Problem.
Reproduce every one of the items below word for word, leaving the picture out of your copy.

***** Dataset records *****

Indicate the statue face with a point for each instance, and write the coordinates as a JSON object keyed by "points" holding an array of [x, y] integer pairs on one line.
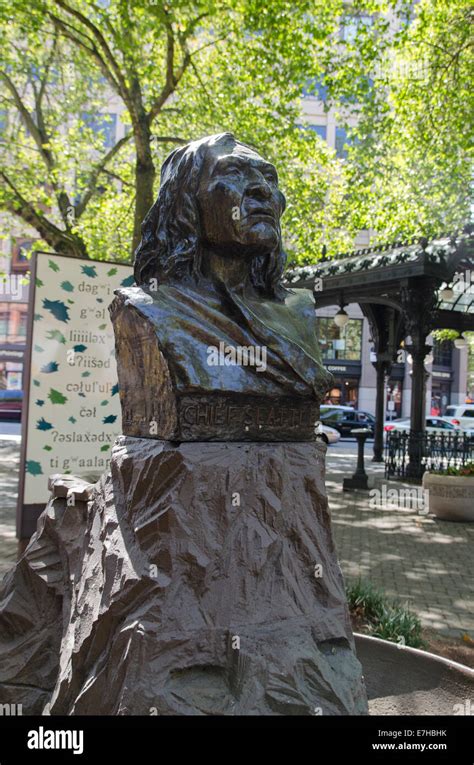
{"points": [[240, 203]]}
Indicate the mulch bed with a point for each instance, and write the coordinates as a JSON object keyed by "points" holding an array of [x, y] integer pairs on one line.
{"points": [[457, 649]]}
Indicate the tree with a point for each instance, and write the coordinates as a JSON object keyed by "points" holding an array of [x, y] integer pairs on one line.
{"points": [[179, 71], [411, 158]]}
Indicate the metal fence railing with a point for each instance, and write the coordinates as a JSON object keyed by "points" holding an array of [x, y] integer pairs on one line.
{"points": [[408, 454]]}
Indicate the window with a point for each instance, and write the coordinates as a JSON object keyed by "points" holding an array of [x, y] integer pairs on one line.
{"points": [[315, 89], [103, 124], [20, 252], [342, 143], [352, 25], [336, 343], [321, 130], [3, 325]]}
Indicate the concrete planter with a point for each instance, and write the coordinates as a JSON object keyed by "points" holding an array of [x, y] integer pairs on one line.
{"points": [[407, 681], [451, 497]]}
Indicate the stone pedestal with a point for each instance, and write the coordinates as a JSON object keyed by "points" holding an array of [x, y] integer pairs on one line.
{"points": [[199, 578]]}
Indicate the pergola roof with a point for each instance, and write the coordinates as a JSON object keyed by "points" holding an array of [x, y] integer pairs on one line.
{"points": [[375, 274]]}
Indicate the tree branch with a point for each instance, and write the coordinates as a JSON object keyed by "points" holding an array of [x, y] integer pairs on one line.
{"points": [[102, 43], [95, 173], [61, 241]]}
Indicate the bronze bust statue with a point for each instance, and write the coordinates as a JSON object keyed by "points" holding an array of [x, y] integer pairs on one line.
{"points": [[210, 345]]}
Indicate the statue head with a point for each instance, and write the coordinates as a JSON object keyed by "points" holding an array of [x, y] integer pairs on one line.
{"points": [[217, 195]]}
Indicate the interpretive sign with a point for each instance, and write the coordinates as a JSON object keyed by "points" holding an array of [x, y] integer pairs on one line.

*****

Worked answer.
Indicate the statue face with a point for each instance, and write the coordinates as a JSON object keyed by "points" holding an array of [x, y] integer pairs on one line.
{"points": [[240, 203]]}
Indicate the mulch bed with a point for each instance, and write the coordinates as a JSON object keyed by "points" holding an array of [x, y] integer pairs on one line.
{"points": [[457, 649]]}
Indicate the tree with a point for each instance, and write the coordinates as a JSON object keyed by "points" holding an array of [x, y] integer pairs on one line.
{"points": [[179, 71], [411, 158]]}
Indicate the metal fence railing with a point for each instance, and write the coordinates as a JSON object keyed by "points" holding an array of [x, y] integer pairs on one line.
{"points": [[408, 454]]}
Indicate the window with a point for each instance, and write the coordinates as a JSON object keyed by "points" holding an array of [x, y] integer pairs on one line.
{"points": [[315, 89], [103, 124], [20, 252], [342, 143], [352, 25], [336, 343], [321, 130], [3, 325]]}
Indicate the concrete planter with a point for each instance, and write the coordinates as a JSON object keyed by "points" holding an array of [x, y] integer pairs on one line.
{"points": [[407, 681], [451, 497]]}
Indicate the stone pedestal with a point for each instance, and write the coordinates as a JSON object keyed by "points" holding an array of [x, y] integer pairs on one line.
{"points": [[199, 578]]}
Indicate the pergola roof with a point for each instance, and write the coordinates as a JSON object keyed by "points" holding an array of [x, y] integer pairs on one line.
{"points": [[375, 274]]}
Indicate the tree branch with a point for each instance, and write the coordinates as a JSON object keyed by "points" holding an array of [x, y] integer pairs on one line.
{"points": [[102, 43], [95, 173], [61, 241]]}
Indicate the bronze bust statue with a point for each instance, and write the coordinates as a JSON object keyed by "points" holding an array of [x, y] integer pairs on one line.
{"points": [[210, 345]]}
Indicate the statue head with a point for each instance, and write the coordinates as a JSON object keyed by "points" holding an array of [x, y] integer pairs on one line.
{"points": [[217, 195]]}
Indicate the interpretive sign with a point for each instance, and write the coordinates as a JSON object keyed by "points" holding an array of [x, y] integer pairs on one line.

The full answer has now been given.